Now, with no vehicle to combat them, teachers are watching as local school boards, crippled by budget cuts magnified by newly-enacted limits on levying taxes, are going after teacher benefits. Some districts are going so far as to limit the number of days that teachers can call in sick before having to pay out of pocket:
At least some Wisconsin school boards are cutting the amount of sick leave for teachers. With the new limits on collective bargaining, unions no longer have a say over those benefits in districts where contracts expired on June 30th. School officials say they need to cut what they can, to make up for big losses in state aid and new limits on raising property taxes.The Elmbrook School District near Milwaukee plans to save $16,000 a year on substitute teachers by reducing sick leave. Elmbrook staff members saw their annual sick leave cut from 10-to-15 days to just seven ? and only three of those days can be used for personal reasons. At Sussex Hamilton, the 20 sick days given to teachers each year has been cut in half.
Aside from being an assault on teachers, this is also inviting a legitimate public health crisis in the state of Wisconsin. How long will it be before some young teacher, at the lowest end of the wage scale, goes into work with his/her newly diagnosed case of strep throat in order to avoid losing several hundred dollars of income?

◆ YOUR TASKS
[a] According to the passage on Wisconsin teacher sick leave, how much does the Elmbrook School District plan to save each year by reducing sick leave?
[b] Continue the passage on Wisconsin teacher sick leave from the point where it ends.
The rows play no part in this.

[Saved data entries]
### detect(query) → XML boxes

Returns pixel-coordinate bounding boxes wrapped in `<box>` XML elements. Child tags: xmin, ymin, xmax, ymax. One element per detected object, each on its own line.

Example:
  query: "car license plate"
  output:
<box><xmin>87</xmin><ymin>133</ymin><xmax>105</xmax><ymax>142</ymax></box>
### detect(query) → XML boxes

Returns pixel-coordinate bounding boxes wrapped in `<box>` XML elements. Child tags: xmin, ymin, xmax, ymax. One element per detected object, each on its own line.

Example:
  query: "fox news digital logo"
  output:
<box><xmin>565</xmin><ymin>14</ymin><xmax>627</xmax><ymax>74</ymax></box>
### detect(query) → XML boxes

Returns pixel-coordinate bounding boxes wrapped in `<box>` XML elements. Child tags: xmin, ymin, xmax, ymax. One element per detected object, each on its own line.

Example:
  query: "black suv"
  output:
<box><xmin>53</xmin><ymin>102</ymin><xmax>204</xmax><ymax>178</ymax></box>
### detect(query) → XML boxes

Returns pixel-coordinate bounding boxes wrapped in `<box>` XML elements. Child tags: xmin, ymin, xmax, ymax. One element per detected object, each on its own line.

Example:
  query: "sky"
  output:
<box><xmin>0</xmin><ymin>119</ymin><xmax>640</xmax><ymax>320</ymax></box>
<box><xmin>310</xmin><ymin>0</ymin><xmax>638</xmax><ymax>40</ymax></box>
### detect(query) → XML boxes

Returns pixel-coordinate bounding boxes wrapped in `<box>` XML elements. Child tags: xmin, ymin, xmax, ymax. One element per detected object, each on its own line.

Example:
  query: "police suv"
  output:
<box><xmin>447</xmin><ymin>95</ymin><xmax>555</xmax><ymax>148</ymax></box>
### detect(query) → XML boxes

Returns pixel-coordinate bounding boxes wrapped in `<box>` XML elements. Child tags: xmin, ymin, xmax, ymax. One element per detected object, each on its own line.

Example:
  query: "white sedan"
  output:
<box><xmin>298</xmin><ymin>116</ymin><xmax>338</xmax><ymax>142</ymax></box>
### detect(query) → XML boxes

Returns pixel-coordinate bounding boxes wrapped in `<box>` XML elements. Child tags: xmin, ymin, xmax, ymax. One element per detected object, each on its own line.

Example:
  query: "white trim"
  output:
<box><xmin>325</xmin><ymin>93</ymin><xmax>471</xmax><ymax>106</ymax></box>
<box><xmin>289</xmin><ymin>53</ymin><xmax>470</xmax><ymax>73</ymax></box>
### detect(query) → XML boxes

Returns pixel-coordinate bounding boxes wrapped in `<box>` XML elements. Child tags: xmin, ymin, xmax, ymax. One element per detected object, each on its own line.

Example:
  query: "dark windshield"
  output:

◆ REPLIES
[a] $16,000 a year on substitute teachers.

[b]
School board spokespersons claim this mimics the private sector, which ignores the fact that most folks working in the private sector aren't privileged enough to work with a few dozen kids in a single room, many of whom wind up coming to school sick themselves because their parents can't afford to take one of their few private sector sick days to stay home with them.
Teachers work in a very different environment, and tend to get sick a little more often as a result. Any education budget cuts are a travesty, especially since (in this environment) they are being sacrificed at the altar of keeping the economically comfortable as comfortable as possible. But this particular choice of budget cuts is ill-considered. One hopes this doesn't become a trend in Wisconsin, but given the budgetary realities in a state where the Republican politicos are doing all they can to drown public schools in the bathtub, expect more districts to follow their lead.
Then, you can expect more sick teachers and sick kids as a result. In turn, expect health care costs that will probably exceed the $16,000 districts will save as a result.